• WHAT TO PRODUCE
Present all of the data below as a numbered list, one line per item, skipping blank lines and leaving out the pictures.

• SUPPLIED RECORDS
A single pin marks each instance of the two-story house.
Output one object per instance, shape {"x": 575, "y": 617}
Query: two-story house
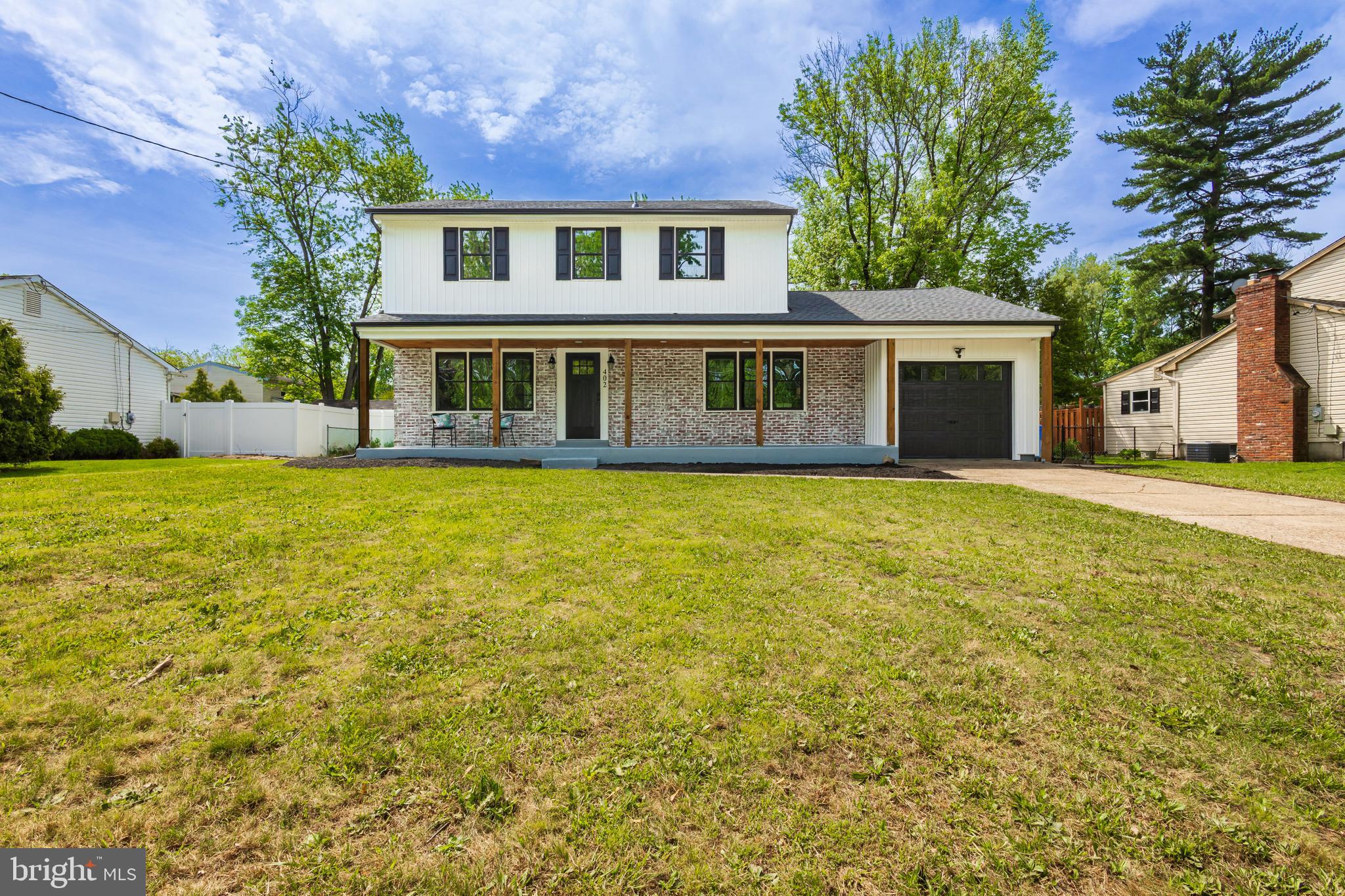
{"x": 666, "y": 331}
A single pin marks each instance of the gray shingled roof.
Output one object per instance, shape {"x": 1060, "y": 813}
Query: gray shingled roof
{"x": 586, "y": 206}
{"x": 935, "y": 305}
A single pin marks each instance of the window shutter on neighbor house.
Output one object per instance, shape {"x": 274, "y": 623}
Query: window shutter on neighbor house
{"x": 502, "y": 253}
{"x": 666, "y": 253}
{"x": 563, "y": 253}
{"x": 716, "y": 253}
{"x": 450, "y": 253}
{"x": 613, "y": 253}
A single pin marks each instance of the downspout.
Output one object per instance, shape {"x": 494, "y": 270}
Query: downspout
{"x": 1176, "y": 409}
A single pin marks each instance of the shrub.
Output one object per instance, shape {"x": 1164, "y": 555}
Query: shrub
{"x": 27, "y": 402}
{"x": 201, "y": 390}
{"x": 97, "y": 445}
{"x": 162, "y": 448}
{"x": 231, "y": 393}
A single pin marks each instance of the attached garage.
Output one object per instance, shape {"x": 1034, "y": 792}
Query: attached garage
{"x": 956, "y": 410}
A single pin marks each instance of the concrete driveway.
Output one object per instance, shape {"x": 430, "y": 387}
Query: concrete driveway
{"x": 1306, "y": 523}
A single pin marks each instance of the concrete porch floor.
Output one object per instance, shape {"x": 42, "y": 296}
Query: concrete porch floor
{"x": 1305, "y": 523}
{"x": 655, "y": 453}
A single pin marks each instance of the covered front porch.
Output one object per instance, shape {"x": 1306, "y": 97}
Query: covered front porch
{"x": 659, "y": 398}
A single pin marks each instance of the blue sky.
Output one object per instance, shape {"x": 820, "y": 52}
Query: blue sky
{"x": 531, "y": 100}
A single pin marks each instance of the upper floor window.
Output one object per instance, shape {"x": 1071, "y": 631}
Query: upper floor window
{"x": 477, "y": 253}
{"x": 588, "y": 253}
{"x": 692, "y": 246}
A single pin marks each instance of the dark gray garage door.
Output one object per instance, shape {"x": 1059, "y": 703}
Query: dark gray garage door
{"x": 954, "y": 410}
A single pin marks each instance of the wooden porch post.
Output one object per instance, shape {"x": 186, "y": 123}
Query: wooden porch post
{"x": 761, "y": 394}
{"x": 892, "y": 391}
{"x": 1048, "y": 423}
{"x": 626, "y": 418}
{"x": 495, "y": 393}
{"x": 363, "y": 393}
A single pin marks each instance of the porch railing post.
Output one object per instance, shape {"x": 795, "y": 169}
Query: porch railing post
{"x": 495, "y": 393}
{"x": 761, "y": 394}
{"x": 626, "y": 418}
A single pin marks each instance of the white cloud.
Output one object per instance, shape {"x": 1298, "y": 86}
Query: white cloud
{"x": 38, "y": 159}
{"x": 1101, "y": 22}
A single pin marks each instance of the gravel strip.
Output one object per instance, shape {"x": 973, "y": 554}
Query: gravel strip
{"x": 873, "y": 472}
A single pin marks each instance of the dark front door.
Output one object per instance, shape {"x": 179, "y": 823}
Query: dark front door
{"x": 581, "y": 395}
{"x": 958, "y": 410}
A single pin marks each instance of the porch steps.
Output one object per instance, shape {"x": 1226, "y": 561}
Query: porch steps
{"x": 569, "y": 463}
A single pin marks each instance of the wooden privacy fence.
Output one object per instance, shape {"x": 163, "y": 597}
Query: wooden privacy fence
{"x": 1082, "y": 423}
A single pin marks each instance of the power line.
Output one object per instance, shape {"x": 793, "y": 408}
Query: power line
{"x": 95, "y": 124}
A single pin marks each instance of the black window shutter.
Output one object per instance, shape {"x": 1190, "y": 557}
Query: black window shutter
{"x": 502, "y": 253}
{"x": 450, "y": 253}
{"x": 716, "y": 253}
{"x": 563, "y": 253}
{"x": 613, "y": 253}
{"x": 666, "y": 253}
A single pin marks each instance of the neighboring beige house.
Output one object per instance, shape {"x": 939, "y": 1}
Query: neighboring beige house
{"x": 219, "y": 373}
{"x": 108, "y": 378}
{"x": 1278, "y": 394}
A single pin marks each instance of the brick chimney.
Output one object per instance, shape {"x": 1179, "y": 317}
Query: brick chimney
{"x": 1271, "y": 395}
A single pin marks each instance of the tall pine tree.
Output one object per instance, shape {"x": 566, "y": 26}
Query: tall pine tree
{"x": 1224, "y": 160}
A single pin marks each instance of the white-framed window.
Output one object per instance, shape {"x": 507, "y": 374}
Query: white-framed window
{"x": 731, "y": 381}
{"x": 478, "y": 258}
{"x": 693, "y": 250}
{"x": 588, "y": 255}
{"x": 464, "y": 382}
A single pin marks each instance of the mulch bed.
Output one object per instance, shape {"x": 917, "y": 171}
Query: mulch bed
{"x": 873, "y": 472}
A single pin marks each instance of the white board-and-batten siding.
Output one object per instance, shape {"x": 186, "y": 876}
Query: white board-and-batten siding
{"x": 97, "y": 371}
{"x": 755, "y": 268}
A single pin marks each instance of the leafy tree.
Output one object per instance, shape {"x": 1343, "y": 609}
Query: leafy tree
{"x": 1224, "y": 160}
{"x": 201, "y": 390}
{"x": 27, "y": 402}
{"x": 298, "y": 200}
{"x": 231, "y": 393}
{"x": 1111, "y": 319}
{"x": 911, "y": 160}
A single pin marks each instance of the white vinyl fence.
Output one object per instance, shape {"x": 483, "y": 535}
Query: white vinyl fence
{"x": 282, "y": 429}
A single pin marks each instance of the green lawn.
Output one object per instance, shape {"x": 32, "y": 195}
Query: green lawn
{"x": 449, "y": 680}
{"x": 1321, "y": 480}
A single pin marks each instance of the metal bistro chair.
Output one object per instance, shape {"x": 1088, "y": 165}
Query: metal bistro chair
{"x": 444, "y": 422}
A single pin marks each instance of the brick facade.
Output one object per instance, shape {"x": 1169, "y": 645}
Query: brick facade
{"x": 667, "y": 402}
{"x": 1271, "y": 395}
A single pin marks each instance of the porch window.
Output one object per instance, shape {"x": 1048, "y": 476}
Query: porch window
{"x": 588, "y": 253}
{"x": 692, "y": 244}
{"x": 731, "y": 381}
{"x": 720, "y": 382}
{"x": 787, "y": 381}
{"x": 463, "y": 381}
{"x": 477, "y": 254}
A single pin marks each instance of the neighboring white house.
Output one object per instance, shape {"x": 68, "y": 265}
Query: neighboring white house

• WRITTEN RESPONSE
1. A single pin marks each instance of the two-story house.
2. Output one object per instance, shape {"x": 575, "y": 617}
3. Query: two-story house
4. {"x": 666, "y": 331}
5. A single pin marks each instance of the gray shingled roof.
6. Output one object per instance, shape {"x": 1060, "y": 813}
7. Query: gray shingled roof
8. {"x": 586, "y": 206}
9. {"x": 935, "y": 305}
10. A single pin marks each instance of the window shutter on neighbor house.
11. Output one object per instance, shape {"x": 274, "y": 623}
12. Query: window shutter on neighbor house
13. {"x": 502, "y": 253}
14. {"x": 666, "y": 253}
15. {"x": 563, "y": 253}
16. {"x": 716, "y": 253}
17. {"x": 450, "y": 253}
18. {"x": 613, "y": 253}
19. A single pin marks each instance of the downspout.
20. Output one object per instance, shape {"x": 494, "y": 270}
21. Query: downspout
22. {"x": 1176, "y": 409}
23. A single pin marks each instance of the shrub.
24. Output one object per instance, shape {"x": 1164, "y": 555}
25. Query: shrub
26. {"x": 27, "y": 402}
27. {"x": 201, "y": 390}
28. {"x": 97, "y": 445}
29. {"x": 162, "y": 448}
30. {"x": 231, "y": 393}
31. A single pin marks each instance of the attached garage.
32. Output one object per instance, shape {"x": 1034, "y": 792}
33. Query: attached garage
34. {"x": 956, "y": 410}
35. A single pin marks each instance of the concrete driveway.
36. Output one object per instance, shape {"x": 430, "y": 387}
37. Query: concrete driveway
38. {"x": 1306, "y": 523}
39. A single pin marks each instance of the concrete porch floor.
40. Output one object per instance, shape {"x": 42, "y": 296}
41. Query: concrete porch floor
42. {"x": 1305, "y": 523}
43. {"x": 655, "y": 453}
44. A single pin marks each instance of the covered front porch.
45. Output one object per instance, shape {"x": 1306, "y": 97}
46. Query: covered front porch
47. {"x": 659, "y": 398}
48. A single pin marks each instance of the blue sky.
49. Output one object per instance, shape {"x": 820, "y": 52}
50. Query: blue sky
51. {"x": 531, "y": 100}
52. A single pin marks each instance of the upper floor window.
53. Output one object per instance, shape {"x": 1071, "y": 631}
54. Query: upper floor window
55. {"x": 477, "y": 253}
56. {"x": 588, "y": 253}
57. {"x": 692, "y": 246}
58. A single pin marks each instance of the dark gray garage door.
59. Output one object per instance, shape {"x": 1059, "y": 703}
60. Query: dark gray garage door
61. {"x": 954, "y": 410}
62. A single pin marks each instance of the wooden porch post.
63. Output one object per instance, shape {"x": 186, "y": 123}
64. Query: wooden porch post
65. {"x": 761, "y": 394}
66. {"x": 892, "y": 391}
67. {"x": 1048, "y": 423}
68. {"x": 626, "y": 418}
69. {"x": 495, "y": 393}
70. {"x": 363, "y": 393}
71. A single pin marks each instance of the porch railing post.
72. Output one object per instance, shape {"x": 795, "y": 169}
73. Query: porch railing post
74. {"x": 495, "y": 393}
75. {"x": 761, "y": 394}
76. {"x": 626, "y": 418}
77. A single pin marks each instance of the white cloud.
78. Output one object per instance, shape {"x": 1298, "y": 86}
79. Query: white cloud
80. {"x": 38, "y": 159}
81. {"x": 1101, "y": 22}
82. A single pin marks each instance of the gravel strip.
83. Output one object per instance, shape {"x": 973, "y": 554}
84. Query: gravel strip
85. {"x": 873, "y": 472}
86. A single pin marks each instance of the dark front door.
87. Output one object per instance, shape {"x": 179, "y": 823}
88. Query: dark front door
89. {"x": 581, "y": 395}
90. {"x": 958, "y": 410}
91. A single pin marks each instance of the porch steps.
92. Output one object per instance, shape {"x": 1226, "y": 561}
93. Query: porch steps
94. {"x": 569, "y": 463}
95. A single pin marks each instance of the wooden privacy fence.
96. Output one object per instance, shape {"x": 163, "y": 597}
97. Query: wooden privacy fence
98. {"x": 1082, "y": 423}
99. A single pin marks each instance of the power line.
100. Output one object per instance, shape {"x": 793, "y": 408}
101. Query: power line
102. {"x": 95, "y": 124}
103. A single pin marks each instance of the black window shutter.
104. Output one object per instance, shape {"x": 1190, "y": 557}
105. Query: black window shutter
106. {"x": 502, "y": 253}
107. {"x": 450, "y": 253}
108. {"x": 716, "y": 253}
109. {"x": 563, "y": 253}
110. {"x": 613, "y": 253}
111. {"x": 666, "y": 253}
112. A single pin marks each instance of the neighboring beige house.
113. Output one object per instance, shape {"x": 939, "y": 1}
114. Query: neighboring beige house
115. {"x": 219, "y": 373}
116. {"x": 108, "y": 378}
117. {"x": 1278, "y": 394}
118. A single pin marks each instance of the brick chimney.
119. Output one object per instance, shape {"x": 1179, "y": 317}
120. Query: brick chimney
121. {"x": 1271, "y": 395}
122. A single pin marks each instance of the tall pine tree.
123. Output one object per instance, shape {"x": 566, "y": 26}
124. Query: tall pine tree
125. {"x": 1224, "y": 160}
126. A single pin marks each instance of the white-framed window.
127. Output one object per instance, shape {"x": 507, "y": 374}
128. Query: white-framed window
129. {"x": 731, "y": 381}
130. {"x": 478, "y": 258}
131. {"x": 693, "y": 250}
132. {"x": 588, "y": 255}
133. {"x": 464, "y": 382}
134. A single pin marks each instance of the mulch bed.
135. Output one object per instance, shape {"x": 917, "y": 171}
136. Query: mulch bed
137. {"x": 873, "y": 472}
138. A single pin marks each instance of the white board-and-batten siding.
139. Output one object per instance, shape {"x": 186, "y": 876}
140. Query: white board-and-batten siding
141. {"x": 97, "y": 371}
142. {"x": 755, "y": 268}
143. A single pin marks each instance of the leafy tree.
144. Output one object per instance, shape {"x": 1343, "y": 609}
145. Query: leafy tree
146. {"x": 1224, "y": 160}
147. {"x": 201, "y": 390}
148. {"x": 27, "y": 402}
149. {"x": 298, "y": 200}
150. {"x": 231, "y": 393}
151. {"x": 1111, "y": 319}
152. {"x": 911, "y": 160}
153. A single pin marks each instance of the white vinyl fence.
154. Output one object per instance, shape {"x": 483, "y": 535}
155. Query: white vinyl fence
156. {"x": 282, "y": 429}
157. A single pin marks each instance of the green lawn.
158. Output one object per instance, shape {"x": 32, "y": 195}
159. Query: green lawn
160. {"x": 449, "y": 680}
161. {"x": 1321, "y": 480}
162. A single pin marks each instance of the metal bistro chair.
163. Output one object per instance, shape {"x": 1088, "y": 165}
164. Query: metal bistro chair
165. {"x": 444, "y": 422}
166. A single pin marks each instance of the brick facade.
167. Output one object per instance, shape {"x": 1169, "y": 645}
168. Query: brick facade
169. {"x": 667, "y": 402}
170. {"x": 1271, "y": 395}
171. A single pin marks each instance of the porch window.
172. Output one object per instance, shape {"x": 1048, "y": 476}
173. Query: porch window
174. {"x": 588, "y": 253}
175. {"x": 692, "y": 244}
176. {"x": 731, "y": 381}
177. {"x": 720, "y": 382}
178. {"x": 787, "y": 381}
179. {"x": 463, "y": 381}
180. {"x": 477, "y": 254}
181. A single pin marks each instance of the neighboring white house.
182. Output one object per instance, shape {"x": 68, "y": 265}
183. Query: neighboring white house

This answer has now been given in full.